* Document segment *
· · · ·

Bookmark and Share

Notice: On April 23, 2014, Statalist moved from an email list to a forum, based at

[Date Prev][Date Next][Thread Prev][Thread Next][Date Index][Thread Index]

Re: st: sign test output

From   Dirk Enzmann <>
Subject   Re: st: sign test output
Date   Fri, 18 Jan 2013 22:48:56 +0100

In this context, the following working paper by Mantalos might be interesting:

It should be possible to implement his JBCV(k1,k2) procedure in Stata and it would be interesting to see the results of including this test in the simulation.


Date: Thu, 17 Jan 2013 13:14:39 +0100
From: Maarten Buis<>
Subject: Re: st: sign test output

On Thu, Jan 17, 2013 at 11:21 AM, Nahla Betelmal wrote:
>  from my readings in statistics , I know that in order to decide
>  whether to use parametric or non-parametric tests, the data normality
>  distribution should be checked first.
>    Shapiro-Wilk is used to test normality, when the number of
>  observations is less than 30. Otherwise, we should use
>  Kolmogorov-Smirnov for large sample (as in my sample).

· · · ·

* Required work *
Answer these from the Statalist thread above:
(a) On what date did Statalist move from an email list to a forum?
(b) Whose working paper does Dirk Enzmann suggest might be interesting?
(c) According to the quoted message from Nahla Betelmal, which test is used to check normality when there are fewer than 30 observations?

* Given entries *
· · · ·

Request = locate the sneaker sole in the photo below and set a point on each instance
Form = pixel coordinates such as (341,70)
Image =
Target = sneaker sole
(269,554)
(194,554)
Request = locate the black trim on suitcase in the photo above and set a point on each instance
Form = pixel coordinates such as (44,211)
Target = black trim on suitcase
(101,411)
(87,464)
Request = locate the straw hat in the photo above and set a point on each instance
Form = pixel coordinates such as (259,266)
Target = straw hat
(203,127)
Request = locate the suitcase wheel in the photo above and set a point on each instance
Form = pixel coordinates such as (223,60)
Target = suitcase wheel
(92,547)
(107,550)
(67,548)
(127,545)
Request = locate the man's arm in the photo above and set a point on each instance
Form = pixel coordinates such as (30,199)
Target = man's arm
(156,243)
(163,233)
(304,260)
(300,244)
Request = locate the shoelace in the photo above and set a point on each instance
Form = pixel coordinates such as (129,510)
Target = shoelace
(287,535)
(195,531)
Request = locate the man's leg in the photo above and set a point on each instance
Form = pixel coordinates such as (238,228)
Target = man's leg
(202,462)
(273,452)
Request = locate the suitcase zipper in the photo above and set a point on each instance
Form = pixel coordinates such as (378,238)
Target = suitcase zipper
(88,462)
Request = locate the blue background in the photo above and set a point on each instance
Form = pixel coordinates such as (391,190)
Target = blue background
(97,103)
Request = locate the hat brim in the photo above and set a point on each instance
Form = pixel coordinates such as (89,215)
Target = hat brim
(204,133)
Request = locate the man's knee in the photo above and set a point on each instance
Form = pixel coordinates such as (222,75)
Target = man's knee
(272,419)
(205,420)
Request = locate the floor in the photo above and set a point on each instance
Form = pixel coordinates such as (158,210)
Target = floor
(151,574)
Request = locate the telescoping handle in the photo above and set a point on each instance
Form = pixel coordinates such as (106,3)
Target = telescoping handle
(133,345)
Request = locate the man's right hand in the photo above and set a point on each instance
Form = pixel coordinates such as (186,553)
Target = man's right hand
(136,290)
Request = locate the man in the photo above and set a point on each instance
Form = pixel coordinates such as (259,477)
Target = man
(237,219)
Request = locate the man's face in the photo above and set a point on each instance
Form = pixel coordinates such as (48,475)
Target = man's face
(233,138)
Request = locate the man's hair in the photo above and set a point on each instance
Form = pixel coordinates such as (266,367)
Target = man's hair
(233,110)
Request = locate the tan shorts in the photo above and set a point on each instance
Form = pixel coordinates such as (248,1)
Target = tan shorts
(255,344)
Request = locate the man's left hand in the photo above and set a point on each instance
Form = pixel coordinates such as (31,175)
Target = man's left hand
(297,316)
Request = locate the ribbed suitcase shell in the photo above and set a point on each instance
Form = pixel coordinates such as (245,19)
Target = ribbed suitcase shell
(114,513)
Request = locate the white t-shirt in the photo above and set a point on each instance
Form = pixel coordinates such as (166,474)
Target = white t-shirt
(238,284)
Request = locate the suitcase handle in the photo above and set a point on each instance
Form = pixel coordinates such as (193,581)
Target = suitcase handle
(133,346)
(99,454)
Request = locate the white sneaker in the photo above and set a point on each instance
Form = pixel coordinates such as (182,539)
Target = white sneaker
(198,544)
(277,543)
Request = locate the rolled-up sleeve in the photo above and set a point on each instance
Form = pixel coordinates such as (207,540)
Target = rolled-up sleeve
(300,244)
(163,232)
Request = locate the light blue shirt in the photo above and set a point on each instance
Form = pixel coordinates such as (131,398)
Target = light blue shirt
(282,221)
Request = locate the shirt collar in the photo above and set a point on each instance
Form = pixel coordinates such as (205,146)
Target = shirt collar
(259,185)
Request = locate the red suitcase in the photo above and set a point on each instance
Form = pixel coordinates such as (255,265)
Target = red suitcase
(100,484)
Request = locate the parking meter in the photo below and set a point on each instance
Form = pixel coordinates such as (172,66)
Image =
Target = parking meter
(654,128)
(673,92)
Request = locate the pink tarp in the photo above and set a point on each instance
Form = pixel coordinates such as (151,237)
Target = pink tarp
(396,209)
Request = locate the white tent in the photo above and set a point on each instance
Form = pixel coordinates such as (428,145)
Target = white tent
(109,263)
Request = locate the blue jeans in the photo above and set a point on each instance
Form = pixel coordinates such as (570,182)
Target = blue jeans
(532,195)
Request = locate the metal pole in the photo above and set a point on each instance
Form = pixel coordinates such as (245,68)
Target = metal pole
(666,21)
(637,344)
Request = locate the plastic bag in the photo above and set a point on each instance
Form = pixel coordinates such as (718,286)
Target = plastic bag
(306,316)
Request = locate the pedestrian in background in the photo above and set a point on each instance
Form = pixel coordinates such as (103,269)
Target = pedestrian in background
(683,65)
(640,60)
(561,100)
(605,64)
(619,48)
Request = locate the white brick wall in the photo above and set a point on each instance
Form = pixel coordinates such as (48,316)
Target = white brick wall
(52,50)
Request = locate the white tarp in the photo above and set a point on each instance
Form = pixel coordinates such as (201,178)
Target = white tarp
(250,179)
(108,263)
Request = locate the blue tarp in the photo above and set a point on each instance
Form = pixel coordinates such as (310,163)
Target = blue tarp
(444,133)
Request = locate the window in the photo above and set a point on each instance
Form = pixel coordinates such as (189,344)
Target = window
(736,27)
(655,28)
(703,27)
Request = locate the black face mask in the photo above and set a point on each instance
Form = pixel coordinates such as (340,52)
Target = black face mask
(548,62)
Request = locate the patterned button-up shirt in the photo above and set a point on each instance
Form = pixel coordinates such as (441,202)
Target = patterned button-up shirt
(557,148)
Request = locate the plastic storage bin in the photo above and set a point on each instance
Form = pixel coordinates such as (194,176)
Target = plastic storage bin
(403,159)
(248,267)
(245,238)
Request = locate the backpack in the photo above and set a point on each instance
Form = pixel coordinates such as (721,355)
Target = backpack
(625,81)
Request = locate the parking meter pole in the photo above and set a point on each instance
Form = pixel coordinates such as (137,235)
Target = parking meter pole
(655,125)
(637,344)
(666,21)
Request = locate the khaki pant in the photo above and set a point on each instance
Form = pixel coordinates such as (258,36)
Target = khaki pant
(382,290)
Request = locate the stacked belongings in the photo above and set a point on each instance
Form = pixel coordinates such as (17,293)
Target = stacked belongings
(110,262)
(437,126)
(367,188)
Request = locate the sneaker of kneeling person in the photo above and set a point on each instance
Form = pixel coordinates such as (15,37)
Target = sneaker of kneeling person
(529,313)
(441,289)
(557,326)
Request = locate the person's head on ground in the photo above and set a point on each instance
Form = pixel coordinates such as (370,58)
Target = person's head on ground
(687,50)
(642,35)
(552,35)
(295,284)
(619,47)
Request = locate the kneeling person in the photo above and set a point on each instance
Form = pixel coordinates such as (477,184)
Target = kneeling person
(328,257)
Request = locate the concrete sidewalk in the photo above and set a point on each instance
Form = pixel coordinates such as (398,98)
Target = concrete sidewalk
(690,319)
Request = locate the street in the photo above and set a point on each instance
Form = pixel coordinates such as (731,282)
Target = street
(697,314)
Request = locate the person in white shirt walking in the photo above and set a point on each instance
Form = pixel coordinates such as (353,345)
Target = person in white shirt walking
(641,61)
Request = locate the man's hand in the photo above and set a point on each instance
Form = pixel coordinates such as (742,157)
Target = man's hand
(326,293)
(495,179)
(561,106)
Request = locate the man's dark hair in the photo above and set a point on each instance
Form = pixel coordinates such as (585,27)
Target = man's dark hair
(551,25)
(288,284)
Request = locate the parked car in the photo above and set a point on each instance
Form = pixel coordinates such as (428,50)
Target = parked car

· · · ·

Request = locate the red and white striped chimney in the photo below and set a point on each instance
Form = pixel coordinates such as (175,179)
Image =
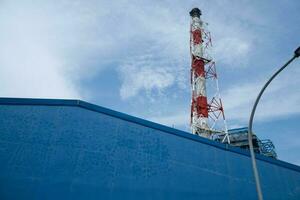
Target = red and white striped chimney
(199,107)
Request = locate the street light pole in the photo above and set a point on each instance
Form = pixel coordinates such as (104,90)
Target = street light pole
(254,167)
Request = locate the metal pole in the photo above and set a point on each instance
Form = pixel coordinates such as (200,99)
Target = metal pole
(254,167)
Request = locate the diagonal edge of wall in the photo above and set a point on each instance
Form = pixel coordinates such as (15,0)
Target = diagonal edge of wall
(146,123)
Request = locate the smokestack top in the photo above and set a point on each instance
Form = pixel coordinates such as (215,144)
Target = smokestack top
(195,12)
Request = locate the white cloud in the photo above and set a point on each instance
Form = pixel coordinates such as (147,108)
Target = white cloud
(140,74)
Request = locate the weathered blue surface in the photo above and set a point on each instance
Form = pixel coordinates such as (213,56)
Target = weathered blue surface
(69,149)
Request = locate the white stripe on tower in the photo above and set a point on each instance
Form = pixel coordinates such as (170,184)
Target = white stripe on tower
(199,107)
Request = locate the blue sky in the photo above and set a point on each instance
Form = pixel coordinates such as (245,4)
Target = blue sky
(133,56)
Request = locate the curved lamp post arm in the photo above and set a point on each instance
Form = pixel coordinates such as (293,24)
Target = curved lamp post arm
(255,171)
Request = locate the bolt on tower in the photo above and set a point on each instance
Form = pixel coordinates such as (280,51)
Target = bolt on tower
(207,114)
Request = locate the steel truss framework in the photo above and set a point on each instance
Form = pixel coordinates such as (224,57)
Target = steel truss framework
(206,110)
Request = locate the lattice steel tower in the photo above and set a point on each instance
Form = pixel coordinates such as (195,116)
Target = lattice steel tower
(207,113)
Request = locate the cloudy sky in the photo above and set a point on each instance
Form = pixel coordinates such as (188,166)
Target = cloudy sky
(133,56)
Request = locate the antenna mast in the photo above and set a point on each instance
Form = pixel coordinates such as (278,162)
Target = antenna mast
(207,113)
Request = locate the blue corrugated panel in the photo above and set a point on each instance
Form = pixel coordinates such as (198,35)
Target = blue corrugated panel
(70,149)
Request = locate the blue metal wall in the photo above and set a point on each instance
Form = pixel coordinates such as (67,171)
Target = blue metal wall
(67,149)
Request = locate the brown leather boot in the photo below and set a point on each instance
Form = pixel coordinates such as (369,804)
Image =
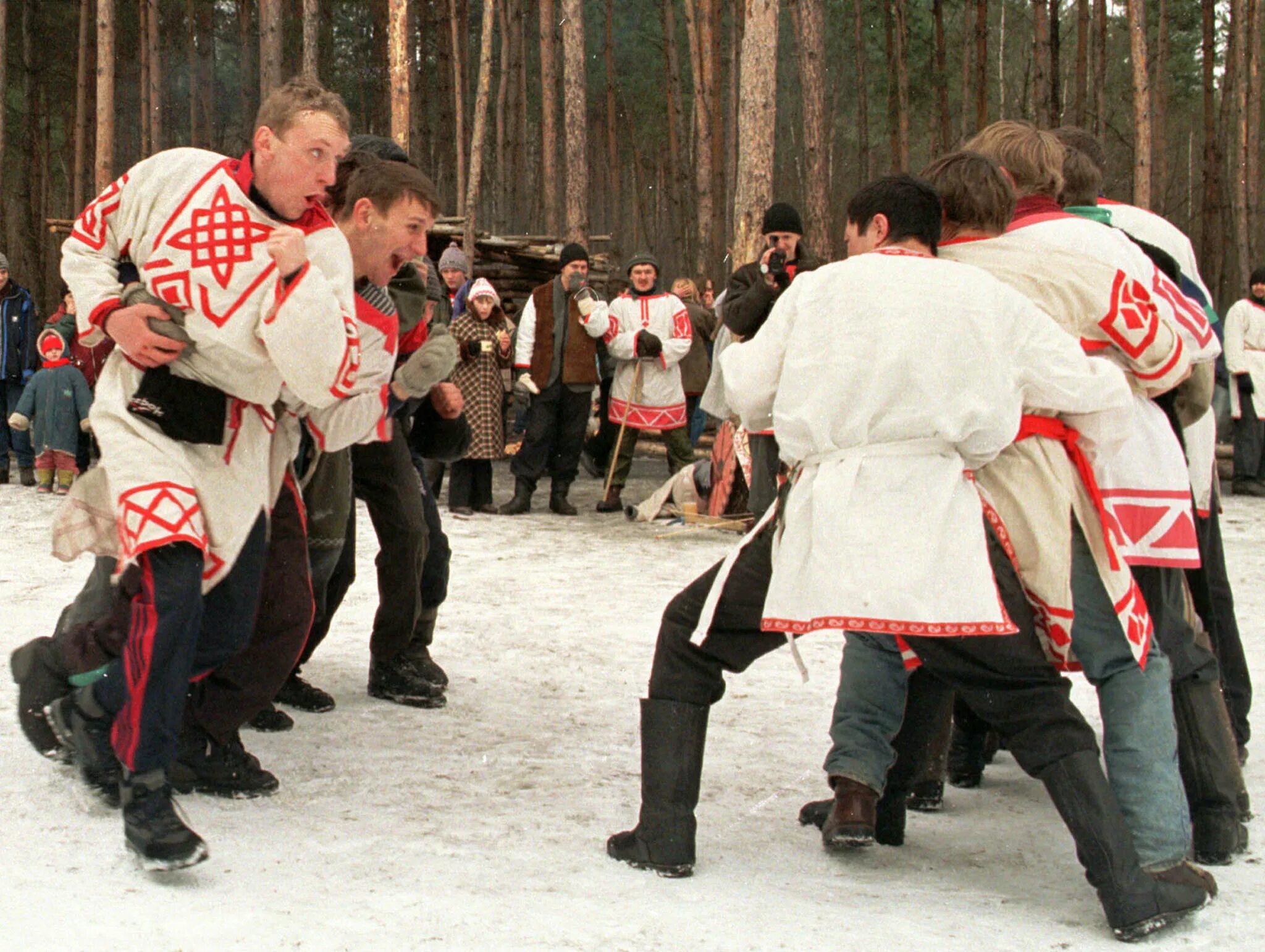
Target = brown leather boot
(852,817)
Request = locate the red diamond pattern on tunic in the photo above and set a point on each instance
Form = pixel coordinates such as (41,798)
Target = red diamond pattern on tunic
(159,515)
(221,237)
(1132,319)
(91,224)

· · · ·

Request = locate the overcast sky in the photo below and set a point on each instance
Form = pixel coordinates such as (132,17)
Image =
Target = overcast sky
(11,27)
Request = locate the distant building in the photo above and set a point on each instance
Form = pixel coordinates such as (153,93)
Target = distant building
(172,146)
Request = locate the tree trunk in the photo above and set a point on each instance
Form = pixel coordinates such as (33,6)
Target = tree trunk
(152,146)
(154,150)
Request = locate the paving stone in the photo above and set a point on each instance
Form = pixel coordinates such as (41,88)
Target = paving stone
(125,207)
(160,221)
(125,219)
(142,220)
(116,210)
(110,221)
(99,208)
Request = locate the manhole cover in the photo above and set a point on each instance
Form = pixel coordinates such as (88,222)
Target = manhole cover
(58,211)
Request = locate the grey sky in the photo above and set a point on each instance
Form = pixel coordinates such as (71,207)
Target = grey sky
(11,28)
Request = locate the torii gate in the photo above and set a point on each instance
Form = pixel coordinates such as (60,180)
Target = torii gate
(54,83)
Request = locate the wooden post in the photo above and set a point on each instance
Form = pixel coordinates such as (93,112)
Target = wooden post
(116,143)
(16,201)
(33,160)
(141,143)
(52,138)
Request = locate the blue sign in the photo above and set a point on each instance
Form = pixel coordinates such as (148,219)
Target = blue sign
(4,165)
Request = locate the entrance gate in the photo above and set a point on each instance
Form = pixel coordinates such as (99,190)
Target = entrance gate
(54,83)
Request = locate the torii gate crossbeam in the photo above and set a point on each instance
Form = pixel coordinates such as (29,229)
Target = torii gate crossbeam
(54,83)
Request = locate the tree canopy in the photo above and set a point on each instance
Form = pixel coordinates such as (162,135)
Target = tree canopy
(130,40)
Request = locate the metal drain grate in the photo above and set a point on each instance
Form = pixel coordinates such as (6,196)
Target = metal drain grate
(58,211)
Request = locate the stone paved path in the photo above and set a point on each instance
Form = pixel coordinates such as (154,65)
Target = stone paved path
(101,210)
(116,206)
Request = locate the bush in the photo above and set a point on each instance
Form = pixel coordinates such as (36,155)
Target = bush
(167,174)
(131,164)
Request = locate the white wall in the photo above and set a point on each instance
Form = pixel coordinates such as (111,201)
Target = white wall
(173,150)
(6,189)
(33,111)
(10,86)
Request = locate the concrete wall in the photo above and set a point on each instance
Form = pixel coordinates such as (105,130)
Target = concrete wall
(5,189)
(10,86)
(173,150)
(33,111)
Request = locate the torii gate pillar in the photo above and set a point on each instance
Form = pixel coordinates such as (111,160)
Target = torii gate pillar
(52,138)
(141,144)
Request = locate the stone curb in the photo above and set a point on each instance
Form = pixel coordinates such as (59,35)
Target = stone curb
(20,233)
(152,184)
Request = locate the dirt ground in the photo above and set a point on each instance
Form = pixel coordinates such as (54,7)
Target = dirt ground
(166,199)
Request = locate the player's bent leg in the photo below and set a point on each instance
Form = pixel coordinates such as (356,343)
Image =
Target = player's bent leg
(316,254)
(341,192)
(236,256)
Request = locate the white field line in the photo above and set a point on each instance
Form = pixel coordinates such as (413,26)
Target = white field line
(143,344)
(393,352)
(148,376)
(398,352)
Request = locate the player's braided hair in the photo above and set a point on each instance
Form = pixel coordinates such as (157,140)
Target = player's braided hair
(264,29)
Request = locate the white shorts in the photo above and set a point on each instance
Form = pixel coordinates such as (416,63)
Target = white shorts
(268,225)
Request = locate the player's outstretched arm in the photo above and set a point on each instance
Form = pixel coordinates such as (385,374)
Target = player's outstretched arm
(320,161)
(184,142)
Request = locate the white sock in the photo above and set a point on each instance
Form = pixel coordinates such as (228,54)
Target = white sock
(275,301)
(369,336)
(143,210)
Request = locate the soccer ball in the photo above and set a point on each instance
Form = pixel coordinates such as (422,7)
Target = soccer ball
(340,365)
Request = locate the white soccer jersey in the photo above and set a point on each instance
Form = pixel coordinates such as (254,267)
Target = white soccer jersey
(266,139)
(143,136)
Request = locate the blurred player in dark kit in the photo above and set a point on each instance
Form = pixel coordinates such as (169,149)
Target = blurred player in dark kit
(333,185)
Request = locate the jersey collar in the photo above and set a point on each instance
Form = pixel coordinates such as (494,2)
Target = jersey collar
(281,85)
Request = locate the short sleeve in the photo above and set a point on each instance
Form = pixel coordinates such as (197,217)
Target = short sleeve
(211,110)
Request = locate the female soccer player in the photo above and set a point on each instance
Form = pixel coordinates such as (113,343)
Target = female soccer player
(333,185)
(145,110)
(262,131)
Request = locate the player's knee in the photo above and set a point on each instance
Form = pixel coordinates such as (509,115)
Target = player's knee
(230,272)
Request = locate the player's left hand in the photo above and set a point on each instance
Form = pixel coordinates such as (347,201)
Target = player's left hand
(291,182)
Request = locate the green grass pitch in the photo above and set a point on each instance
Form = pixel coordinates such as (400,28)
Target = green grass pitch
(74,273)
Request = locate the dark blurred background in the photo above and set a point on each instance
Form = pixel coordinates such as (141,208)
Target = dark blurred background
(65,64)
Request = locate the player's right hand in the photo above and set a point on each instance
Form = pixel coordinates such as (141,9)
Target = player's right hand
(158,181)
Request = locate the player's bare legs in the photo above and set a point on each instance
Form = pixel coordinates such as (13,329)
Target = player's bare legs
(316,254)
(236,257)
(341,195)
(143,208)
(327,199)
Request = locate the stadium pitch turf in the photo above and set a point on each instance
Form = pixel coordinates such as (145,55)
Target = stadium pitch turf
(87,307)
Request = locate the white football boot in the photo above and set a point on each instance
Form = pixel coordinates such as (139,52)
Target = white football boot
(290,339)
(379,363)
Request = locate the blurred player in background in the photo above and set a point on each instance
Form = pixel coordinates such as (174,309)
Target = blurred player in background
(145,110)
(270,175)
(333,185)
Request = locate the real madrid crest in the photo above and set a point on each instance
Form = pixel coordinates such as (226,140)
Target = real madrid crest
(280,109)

· · · ·

* Response *
(a) April 23, 2014
(b) Mantalos's
(c) Shapiro-Wilk